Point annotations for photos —
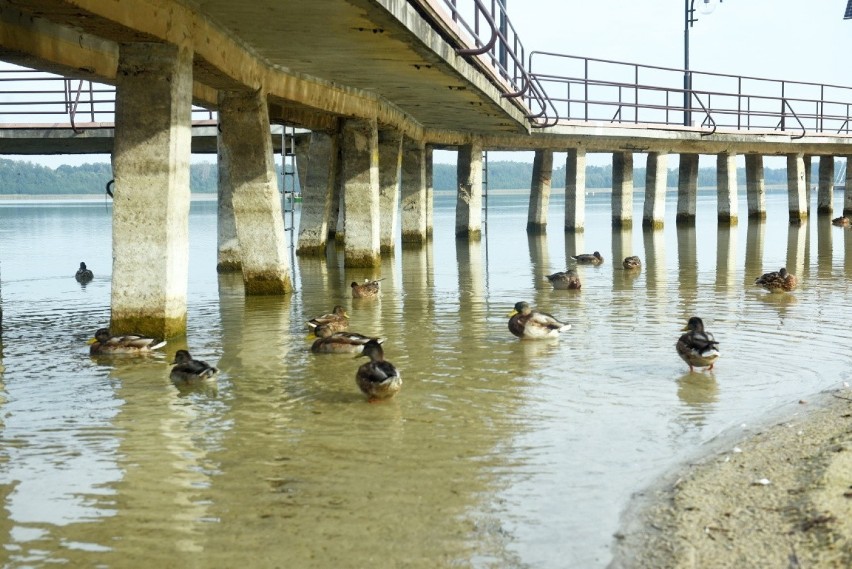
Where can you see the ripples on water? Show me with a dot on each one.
(497, 453)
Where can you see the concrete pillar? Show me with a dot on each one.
(796, 188)
(247, 170)
(413, 204)
(540, 191)
(755, 187)
(361, 193)
(390, 162)
(687, 188)
(575, 190)
(321, 169)
(469, 198)
(150, 223)
(656, 179)
(825, 191)
(622, 189)
(726, 187)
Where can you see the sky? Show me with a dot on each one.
(802, 40)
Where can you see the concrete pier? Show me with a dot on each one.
(656, 178)
(390, 163)
(150, 224)
(825, 189)
(469, 198)
(413, 201)
(687, 189)
(797, 188)
(361, 193)
(540, 191)
(726, 187)
(622, 189)
(321, 169)
(575, 190)
(755, 186)
(247, 171)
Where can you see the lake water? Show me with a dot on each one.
(497, 452)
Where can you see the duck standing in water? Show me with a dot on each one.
(526, 323)
(377, 379)
(83, 275)
(588, 259)
(566, 280)
(187, 369)
(105, 343)
(777, 281)
(697, 347)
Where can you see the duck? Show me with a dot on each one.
(697, 347)
(327, 324)
(565, 280)
(368, 289)
(777, 281)
(377, 379)
(106, 343)
(588, 258)
(83, 275)
(526, 323)
(187, 369)
(342, 343)
(632, 263)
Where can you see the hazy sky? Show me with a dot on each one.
(803, 40)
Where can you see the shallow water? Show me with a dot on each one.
(497, 452)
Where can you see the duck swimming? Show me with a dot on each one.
(105, 343)
(526, 323)
(377, 379)
(777, 281)
(697, 347)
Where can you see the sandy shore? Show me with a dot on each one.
(780, 497)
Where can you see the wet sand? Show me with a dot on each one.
(779, 496)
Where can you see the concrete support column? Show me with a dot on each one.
(575, 190)
(414, 192)
(469, 198)
(247, 171)
(755, 187)
(361, 193)
(321, 169)
(726, 187)
(622, 189)
(390, 162)
(796, 188)
(150, 222)
(687, 189)
(540, 191)
(825, 191)
(656, 179)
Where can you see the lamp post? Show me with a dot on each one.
(705, 7)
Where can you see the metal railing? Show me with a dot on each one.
(598, 90)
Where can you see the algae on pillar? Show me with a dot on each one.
(150, 231)
(540, 191)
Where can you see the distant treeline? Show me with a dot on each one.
(24, 177)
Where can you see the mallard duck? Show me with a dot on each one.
(328, 324)
(588, 259)
(777, 281)
(342, 343)
(187, 369)
(105, 343)
(377, 378)
(524, 322)
(83, 275)
(631, 263)
(697, 347)
(369, 289)
(566, 280)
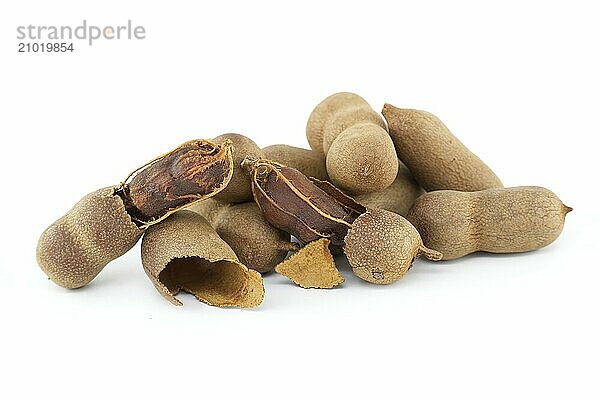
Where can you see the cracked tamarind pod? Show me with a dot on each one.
(312, 266)
(435, 157)
(398, 197)
(258, 244)
(184, 253)
(310, 162)
(510, 220)
(360, 155)
(380, 245)
(108, 222)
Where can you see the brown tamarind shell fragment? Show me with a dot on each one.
(195, 170)
(309, 210)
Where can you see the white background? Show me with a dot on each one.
(517, 82)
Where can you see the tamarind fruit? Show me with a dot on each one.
(435, 157)
(108, 222)
(360, 155)
(258, 245)
(509, 220)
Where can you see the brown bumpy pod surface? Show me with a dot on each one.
(310, 162)
(362, 159)
(381, 246)
(258, 245)
(312, 266)
(195, 170)
(436, 158)
(398, 198)
(507, 220)
(184, 252)
(74, 249)
(345, 118)
(239, 189)
(323, 111)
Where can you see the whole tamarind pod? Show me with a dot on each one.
(293, 203)
(381, 246)
(360, 155)
(310, 162)
(239, 189)
(258, 245)
(75, 248)
(510, 220)
(322, 113)
(184, 252)
(436, 158)
(196, 170)
(106, 223)
(397, 198)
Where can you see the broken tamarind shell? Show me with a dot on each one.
(106, 223)
(196, 170)
(97, 230)
(184, 253)
(312, 266)
(258, 244)
(292, 202)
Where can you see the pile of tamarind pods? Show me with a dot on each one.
(383, 189)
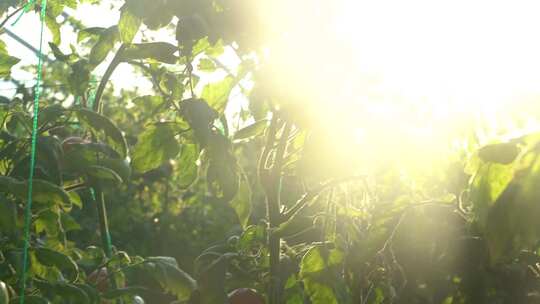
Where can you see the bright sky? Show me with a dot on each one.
(426, 68)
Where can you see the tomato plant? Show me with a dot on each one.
(270, 209)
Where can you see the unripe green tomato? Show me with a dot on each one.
(100, 279)
(70, 141)
(233, 240)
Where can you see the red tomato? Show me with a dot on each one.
(245, 296)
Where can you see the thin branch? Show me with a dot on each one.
(10, 15)
(108, 73)
(311, 194)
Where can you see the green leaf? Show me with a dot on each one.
(155, 145)
(8, 216)
(503, 153)
(319, 273)
(119, 166)
(187, 165)
(54, 27)
(30, 300)
(160, 51)
(252, 130)
(67, 293)
(103, 175)
(64, 263)
(128, 25)
(48, 221)
(217, 94)
(319, 259)
(89, 32)
(242, 202)
(171, 278)
(206, 65)
(103, 46)
(103, 125)
(79, 77)
(68, 222)
(211, 269)
(4, 295)
(487, 185)
(151, 104)
(6, 61)
(58, 54)
(200, 116)
(126, 291)
(43, 191)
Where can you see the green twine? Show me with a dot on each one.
(26, 8)
(28, 209)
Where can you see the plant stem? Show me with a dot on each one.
(10, 15)
(273, 191)
(103, 223)
(104, 231)
(108, 73)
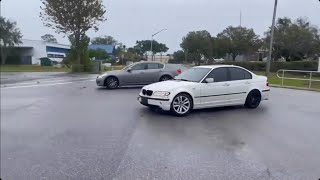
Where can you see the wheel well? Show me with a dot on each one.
(188, 95)
(105, 80)
(255, 90)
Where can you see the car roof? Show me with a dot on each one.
(215, 66)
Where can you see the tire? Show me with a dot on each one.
(165, 78)
(182, 104)
(253, 99)
(111, 83)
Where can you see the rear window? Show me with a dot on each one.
(239, 74)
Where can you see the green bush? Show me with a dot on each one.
(275, 66)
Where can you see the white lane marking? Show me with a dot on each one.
(45, 81)
(44, 85)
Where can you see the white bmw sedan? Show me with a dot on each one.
(206, 87)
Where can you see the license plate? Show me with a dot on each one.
(144, 100)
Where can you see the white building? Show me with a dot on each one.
(32, 50)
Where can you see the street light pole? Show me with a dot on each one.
(152, 42)
(271, 38)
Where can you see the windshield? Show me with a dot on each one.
(127, 67)
(193, 75)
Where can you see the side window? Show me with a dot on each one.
(239, 74)
(219, 75)
(140, 66)
(153, 66)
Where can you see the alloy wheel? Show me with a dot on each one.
(181, 104)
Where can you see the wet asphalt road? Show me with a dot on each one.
(69, 129)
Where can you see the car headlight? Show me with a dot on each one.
(161, 93)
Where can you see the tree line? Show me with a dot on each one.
(293, 40)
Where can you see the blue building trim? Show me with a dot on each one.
(57, 50)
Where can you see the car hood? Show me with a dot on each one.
(167, 85)
(116, 72)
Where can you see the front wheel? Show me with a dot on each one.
(253, 99)
(112, 83)
(181, 104)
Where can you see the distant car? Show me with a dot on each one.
(140, 73)
(206, 87)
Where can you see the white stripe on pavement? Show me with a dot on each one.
(44, 85)
(45, 81)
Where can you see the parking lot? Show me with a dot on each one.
(67, 128)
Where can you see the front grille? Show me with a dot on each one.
(147, 92)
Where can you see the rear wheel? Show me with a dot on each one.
(165, 78)
(253, 99)
(111, 83)
(181, 104)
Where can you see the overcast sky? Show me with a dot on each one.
(131, 20)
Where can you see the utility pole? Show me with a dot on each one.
(152, 41)
(240, 18)
(271, 38)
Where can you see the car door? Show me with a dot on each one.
(136, 74)
(240, 82)
(216, 93)
(153, 72)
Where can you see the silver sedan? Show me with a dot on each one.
(140, 73)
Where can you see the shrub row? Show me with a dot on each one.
(275, 66)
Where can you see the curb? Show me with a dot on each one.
(293, 87)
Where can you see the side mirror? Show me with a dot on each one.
(209, 80)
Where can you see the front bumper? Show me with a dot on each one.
(164, 104)
(100, 81)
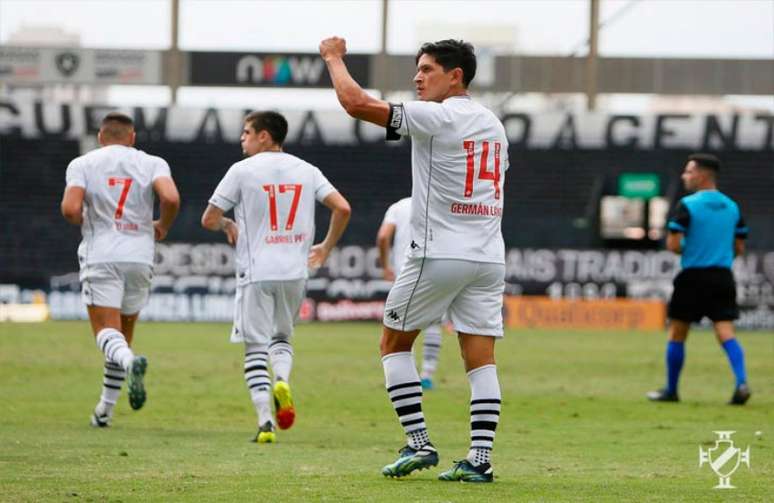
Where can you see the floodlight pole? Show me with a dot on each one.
(381, 73)
(591, 59)
(174, 67)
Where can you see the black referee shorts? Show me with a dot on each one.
(709, 292)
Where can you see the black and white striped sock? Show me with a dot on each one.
(402, 382)
(258, 381)
(112, 379)
(484, 412)
(431, 347)
(113, 345)
(281, 358)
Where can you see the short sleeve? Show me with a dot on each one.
(161, 169)
(227, 194)
(322, 187)
(680, 218)
(390, 216)
(421, 118)
(75, 175)
(741, 230)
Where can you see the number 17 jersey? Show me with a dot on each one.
(273, 195)
(459, 155)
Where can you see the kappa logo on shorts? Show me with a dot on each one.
(397, 117)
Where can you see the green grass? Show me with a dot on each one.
(575, 424)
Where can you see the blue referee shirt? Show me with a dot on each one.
(710, 221)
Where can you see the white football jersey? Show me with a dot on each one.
(459, 155)
(399, 215)
(273, 195)
(118, 203)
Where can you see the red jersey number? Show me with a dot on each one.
(127, 184)
(283, 188)
(483, 172)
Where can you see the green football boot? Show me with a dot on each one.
(463, 471)
(410, 459)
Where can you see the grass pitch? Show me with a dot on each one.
(575, 423)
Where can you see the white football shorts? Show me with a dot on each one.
(120, 285)
(266, 309)
(470, 293)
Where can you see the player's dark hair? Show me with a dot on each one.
(706, 161)
(451, 54)
(116, 125)
(273, 123)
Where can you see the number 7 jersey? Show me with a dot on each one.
(118, 203)
(459, 155)
(273, 195)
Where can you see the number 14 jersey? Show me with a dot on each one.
(459, 155)
(273, 195)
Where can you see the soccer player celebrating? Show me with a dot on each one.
(456, 260)
(708, 230)
(109, 194)
(395, 230)
(273, 195)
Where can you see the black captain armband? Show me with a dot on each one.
(394, 121)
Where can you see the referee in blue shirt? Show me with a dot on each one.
(708, 230)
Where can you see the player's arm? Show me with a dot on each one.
(739, 247)
(72, 204)
(677, 226)
(340, 213)
(740, 234)
(213, 220)
(674, 242)
(169, 205)
(384, 242)
(357, 103)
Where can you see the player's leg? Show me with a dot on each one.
(253, 324)
(722, 310)
(477, 316)
(112, 379)
(102, 291)
(684, 307)
(724, 332)
(288, 298)
(137, 284)
(418, 298)
(258, 382)
(431, 347)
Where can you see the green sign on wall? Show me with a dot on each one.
(644, 185)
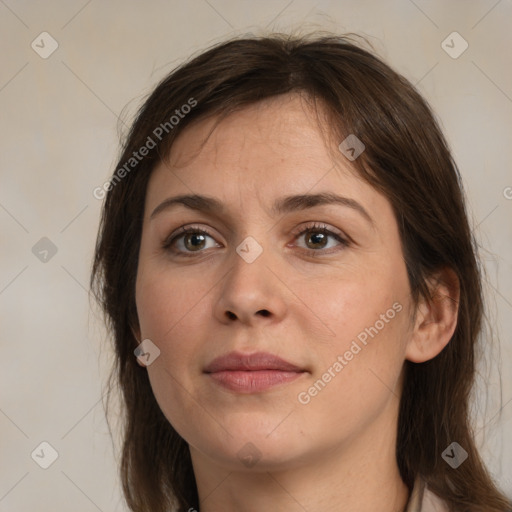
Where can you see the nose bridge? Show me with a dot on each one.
(249, 287)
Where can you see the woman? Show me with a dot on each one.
(286, 265)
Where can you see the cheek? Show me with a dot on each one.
(165, 302)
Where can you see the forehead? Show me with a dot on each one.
(265, 150)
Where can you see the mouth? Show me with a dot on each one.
(252, 373)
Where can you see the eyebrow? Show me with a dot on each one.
(282, 205)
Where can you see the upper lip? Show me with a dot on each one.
(250, 362)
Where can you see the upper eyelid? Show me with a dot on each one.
(297, 232)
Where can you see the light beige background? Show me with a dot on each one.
(58, 141)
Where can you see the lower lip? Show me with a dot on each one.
(253, 381)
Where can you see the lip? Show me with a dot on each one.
(252, 373)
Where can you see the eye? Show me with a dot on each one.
(188, 239)
(317, 238)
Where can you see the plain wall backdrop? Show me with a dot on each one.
(59, 110)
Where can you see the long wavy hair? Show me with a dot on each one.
(406, 158)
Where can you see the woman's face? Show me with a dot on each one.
(334, 304)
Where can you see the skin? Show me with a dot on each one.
(336, 452)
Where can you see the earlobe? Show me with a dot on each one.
(136, 334)
(436, 318)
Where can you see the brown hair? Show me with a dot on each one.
(406, 158)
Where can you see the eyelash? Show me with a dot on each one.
(314, 227)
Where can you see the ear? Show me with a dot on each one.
(436, 318)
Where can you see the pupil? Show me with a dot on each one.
(194, 237)
(318, 238)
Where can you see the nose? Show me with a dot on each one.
(251, 290)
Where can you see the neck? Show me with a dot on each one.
(361, 475)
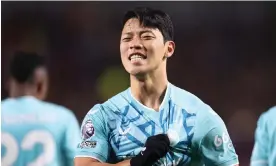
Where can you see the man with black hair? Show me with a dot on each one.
(153, 122)
(35, 132)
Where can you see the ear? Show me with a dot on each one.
(170, 48)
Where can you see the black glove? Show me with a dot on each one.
(156, 147)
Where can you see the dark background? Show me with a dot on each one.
(225, 54)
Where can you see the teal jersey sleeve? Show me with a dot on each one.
(260, 151)
(71, 139)
(94, 133)
(212, 140)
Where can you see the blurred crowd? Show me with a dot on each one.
(225, 54)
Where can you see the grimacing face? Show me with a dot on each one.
(143, 49)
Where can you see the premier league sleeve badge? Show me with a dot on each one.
(88, 130)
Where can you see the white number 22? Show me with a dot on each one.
(31, 138)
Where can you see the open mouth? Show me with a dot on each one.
(136, 57)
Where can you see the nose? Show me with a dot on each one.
(136, 44)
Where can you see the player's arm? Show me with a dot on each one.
(260, 151)
(214, 144)
(217, 148)
(87, 161)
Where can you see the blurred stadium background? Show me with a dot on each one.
(225, 54)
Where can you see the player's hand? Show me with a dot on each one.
(156, 147)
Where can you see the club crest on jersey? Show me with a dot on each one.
(88, 130)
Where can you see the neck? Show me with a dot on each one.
(149, 89)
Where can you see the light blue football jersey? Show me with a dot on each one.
(37, 133)
(119, 128)
(264, 151)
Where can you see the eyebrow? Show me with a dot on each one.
(141, 32)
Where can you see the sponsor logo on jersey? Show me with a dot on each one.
(88, 144)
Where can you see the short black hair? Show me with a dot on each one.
(152, 18)
(24, 64)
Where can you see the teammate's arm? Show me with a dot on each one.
(212, 141)
(260, 151)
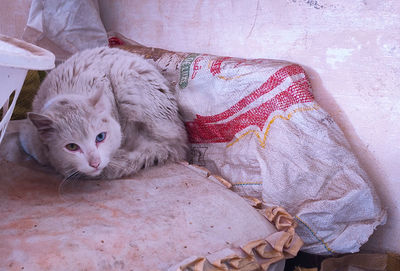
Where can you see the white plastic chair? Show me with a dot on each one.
(16, 58)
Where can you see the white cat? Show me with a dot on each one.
(104, 113)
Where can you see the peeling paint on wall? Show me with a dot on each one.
(337, 55)
(311, 3)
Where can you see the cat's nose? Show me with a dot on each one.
(94, 163)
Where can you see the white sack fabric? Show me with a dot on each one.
(255, 122)
(65, 27)
(172, 216)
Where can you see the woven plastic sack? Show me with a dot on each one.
(255, 122)
(174, 217)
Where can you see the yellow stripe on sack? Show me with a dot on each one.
(264, 138)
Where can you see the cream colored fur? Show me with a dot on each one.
(111, 91)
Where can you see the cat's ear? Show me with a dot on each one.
(43, 124)
(98, 101)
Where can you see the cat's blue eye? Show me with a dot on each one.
(100, 137)
(72, 147)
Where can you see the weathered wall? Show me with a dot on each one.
(351, 50)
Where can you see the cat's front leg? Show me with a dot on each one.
(125, 163)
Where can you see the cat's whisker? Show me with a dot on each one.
(71, 178)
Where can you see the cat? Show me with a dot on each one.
(104, 113)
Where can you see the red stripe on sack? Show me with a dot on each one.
(273, 81)
(202, 132)
(216, 65)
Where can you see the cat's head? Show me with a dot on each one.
(80, 134)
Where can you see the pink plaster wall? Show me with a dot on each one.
(351, 50)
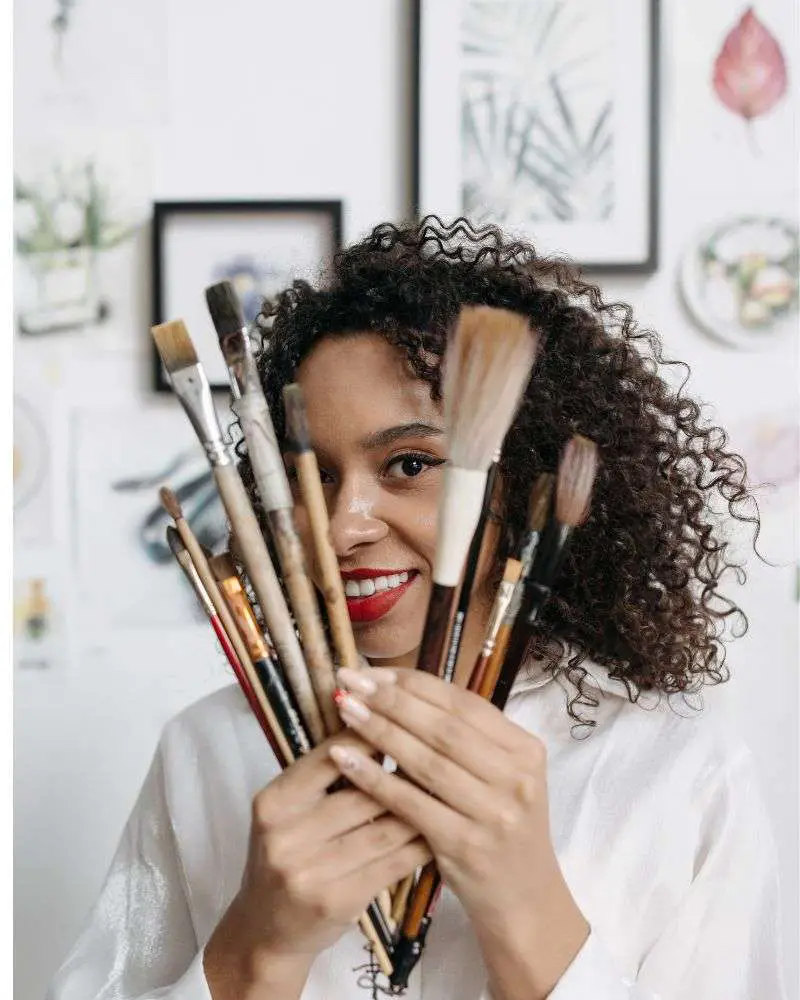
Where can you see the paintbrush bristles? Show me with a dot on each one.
(297, 433)
(174, 345)
(539, 506)
(222, 566)
(487, 366)
(225, 309)
(170, 503)
(576, 474)
(175, 542)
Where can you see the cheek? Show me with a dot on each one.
(418, 522)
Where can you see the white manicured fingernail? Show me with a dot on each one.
(348, 760)
(351, 709)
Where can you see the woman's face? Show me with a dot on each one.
(379, 441)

Task prompt — Go to the line containing "Where can you see the cat's blue" and set it down, along with every later line through the last one, exactly as written and without the pictures.

Task answer —
Where can you see the cat's blue eye? Show me with a dot on each one.
(100, 137)
(72, 147)
Where can you see the weathered wall? Show me with a dot on each one.
(351, 50)
Where can you see the cat's front leg? Show me with a dot on each one.
(125, 163)
Where can you see the cat's whisker? Show me with a dot on each one.
(71, 178)
Where can you see the cat? Show me with a dot on each one.
(104, 113)
Where can you see the red stripe on sack? Show me with a dot on each one.
(273, 81)
(202, 132)
(216, 65)
Where can you see the cat's head? Show me with a dot on each one.
(80, 134)
Where can you see the pink plaster wall? Show me with a dot on each one.
(351, 50)
Where can you see the paintbrush bristles? Show me with a dot on each one.
(297, 433)
(174, 345)
(539, 506)
(222, 566)
(487, 366)
(225, 309)
(170, 503)
(576, 474)
(175, 542)
Where can you see the cheek? Show me with a dot on each one.
(418, 522)
Where can you see the white manicured fingernail? Show me with a dot on each one.
(348, 760)
(351, 709)
Where can you see the woman's face? Show me with a dot on each one.
(379, 441)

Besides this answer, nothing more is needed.